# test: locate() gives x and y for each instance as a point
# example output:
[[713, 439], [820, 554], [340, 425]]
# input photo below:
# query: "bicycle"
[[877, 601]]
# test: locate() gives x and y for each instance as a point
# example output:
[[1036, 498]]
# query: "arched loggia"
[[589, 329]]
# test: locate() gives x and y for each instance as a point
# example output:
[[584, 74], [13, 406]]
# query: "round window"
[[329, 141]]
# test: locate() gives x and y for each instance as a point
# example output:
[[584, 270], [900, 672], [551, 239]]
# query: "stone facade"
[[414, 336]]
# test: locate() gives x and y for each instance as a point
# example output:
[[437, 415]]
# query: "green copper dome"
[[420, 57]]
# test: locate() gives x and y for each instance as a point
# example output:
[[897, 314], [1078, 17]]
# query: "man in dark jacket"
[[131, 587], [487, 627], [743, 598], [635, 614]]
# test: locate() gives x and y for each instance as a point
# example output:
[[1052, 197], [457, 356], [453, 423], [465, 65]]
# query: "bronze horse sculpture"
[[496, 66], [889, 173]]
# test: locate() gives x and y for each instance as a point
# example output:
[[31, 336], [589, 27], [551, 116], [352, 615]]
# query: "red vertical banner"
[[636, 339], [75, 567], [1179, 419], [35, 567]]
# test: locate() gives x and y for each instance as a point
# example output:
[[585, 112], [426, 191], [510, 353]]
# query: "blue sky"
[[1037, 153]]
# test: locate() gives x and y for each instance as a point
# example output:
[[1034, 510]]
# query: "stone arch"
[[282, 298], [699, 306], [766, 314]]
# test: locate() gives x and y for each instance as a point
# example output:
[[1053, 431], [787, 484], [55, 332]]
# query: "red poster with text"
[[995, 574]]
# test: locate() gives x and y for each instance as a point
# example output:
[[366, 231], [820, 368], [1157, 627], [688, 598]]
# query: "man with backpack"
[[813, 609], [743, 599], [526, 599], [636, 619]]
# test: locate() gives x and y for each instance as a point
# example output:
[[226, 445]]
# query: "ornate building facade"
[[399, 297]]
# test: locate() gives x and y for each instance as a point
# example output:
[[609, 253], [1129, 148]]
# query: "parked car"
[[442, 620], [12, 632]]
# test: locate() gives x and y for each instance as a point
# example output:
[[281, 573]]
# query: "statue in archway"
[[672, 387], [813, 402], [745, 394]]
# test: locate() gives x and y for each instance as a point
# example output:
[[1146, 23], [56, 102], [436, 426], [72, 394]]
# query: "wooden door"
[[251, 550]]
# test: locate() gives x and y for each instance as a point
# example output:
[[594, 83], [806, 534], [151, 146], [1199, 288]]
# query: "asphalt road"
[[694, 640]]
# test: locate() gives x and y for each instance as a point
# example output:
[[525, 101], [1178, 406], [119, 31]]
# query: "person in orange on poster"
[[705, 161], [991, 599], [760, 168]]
──────────────────────────────
● **Task objective**
Copy every line from the start of the listing down to and including the one containing "[[414, 336]]", shifting each answer coordinate by -33 and leaving all other lines unchanged.

● **Reply to the task**
# test: locate() gives x and y for each instance as a point
# example output:
[[713, 439], [820, 554], [340, 425]]
# input photo below:
# query: "bicycle"
[[844, 568]]
# test: locate() gives x and y for each instance as a point
# example output:
[[1036, 498]]
# query: "arched loggia"
[[556, 296]]
# test: locate() gives x and y for each instance as a point
# example output:
[[584, 74], [13, 406]]
# query: "round window"
[[296, 108]]
# test: locate() gives x and y for each instance as a point
# example output:
[[584, 270], [900, 672], [551, 239]]
# query: "stone facade"
[[381, 303]]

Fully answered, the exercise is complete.